Property investor lending at all time high while first homebuyer activity stalls

Mortgage activity in Australia is showing few signs of letting up, with the total value of new home loan commitments rising 2.6 per cent over January to reach a record high of $33.7 billion.

According to the Australian Bureau of Statistics’ (ABS) latest lending data, renewed investor activity is key to that growth. 

Over the month, new lending to investors jumped up by 6.1 per cent. It currently sits at a record high of $11 billion. 

“The value of new loan commitments for investor housing has grown for 15 consecutive months, consistent with the strong housing market and growth in house prices,” said ABS head of Finance and Wealth, Katherine Keenan.

Investor activity was busiest in New South Wales (up 9.8 per cent), Victoria (up 11.1 per cent) and the Australian Capital Territory (up 22.8 per cent).

Commenting on the data, CEO and founder of Futurerent, Godfrey Dinh said the ABS figures were a strong indication that the omicron wave did little to dent investor confidence.

“We’re seeing growing confidence in property investment, as investors want ‘in’ before prices eventually slow and interest rates creep up. They’re not worried about Omicron,” he said.

“The majority of property investors we speak to are chasing yields and buying positively geared property, and investing in growing areas benefiting from the decentralisation arising from more flexible working arrangements.”

Investor lending currently makes up around one third of all new housing loan commitments. The ABS said this reflects stiff competition from the owner occupier market over the past 18 months.

Goal =>
Set down the Australian home lending report word for word, everything from "Commenting on the" down to "dent investor confidence.".

Supplied records =>
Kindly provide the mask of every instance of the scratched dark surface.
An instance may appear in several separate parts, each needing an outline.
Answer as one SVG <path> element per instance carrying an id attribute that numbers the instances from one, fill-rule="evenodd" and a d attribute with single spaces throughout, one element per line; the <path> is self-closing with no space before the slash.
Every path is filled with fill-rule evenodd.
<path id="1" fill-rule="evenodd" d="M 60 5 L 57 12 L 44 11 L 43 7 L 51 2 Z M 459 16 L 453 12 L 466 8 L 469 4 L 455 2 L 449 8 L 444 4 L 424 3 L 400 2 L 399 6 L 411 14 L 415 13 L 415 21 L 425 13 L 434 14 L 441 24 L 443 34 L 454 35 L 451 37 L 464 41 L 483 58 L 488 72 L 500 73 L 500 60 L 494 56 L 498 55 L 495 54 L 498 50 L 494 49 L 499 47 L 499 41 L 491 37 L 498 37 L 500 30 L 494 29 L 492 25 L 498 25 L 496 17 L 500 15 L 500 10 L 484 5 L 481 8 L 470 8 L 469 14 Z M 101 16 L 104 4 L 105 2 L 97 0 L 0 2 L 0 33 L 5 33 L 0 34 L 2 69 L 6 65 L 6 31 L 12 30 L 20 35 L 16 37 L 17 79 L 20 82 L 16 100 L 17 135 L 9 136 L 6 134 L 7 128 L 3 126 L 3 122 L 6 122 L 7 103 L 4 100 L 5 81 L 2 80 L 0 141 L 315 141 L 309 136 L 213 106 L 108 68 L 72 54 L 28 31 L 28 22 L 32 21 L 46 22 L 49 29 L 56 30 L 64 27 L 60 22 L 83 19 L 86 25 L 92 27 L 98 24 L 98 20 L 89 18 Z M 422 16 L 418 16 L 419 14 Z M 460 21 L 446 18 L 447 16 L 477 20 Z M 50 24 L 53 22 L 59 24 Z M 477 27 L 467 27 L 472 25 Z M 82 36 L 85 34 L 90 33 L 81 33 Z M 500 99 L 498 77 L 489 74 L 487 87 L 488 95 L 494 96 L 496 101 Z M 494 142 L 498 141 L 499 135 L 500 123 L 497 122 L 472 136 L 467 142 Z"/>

Completed exercise =>
Commenting on the data, CEO and founder of Futurerent, Godfrey Dinh said the ABS figures were a strong indication that the omicron wave did little to dent investor confidence.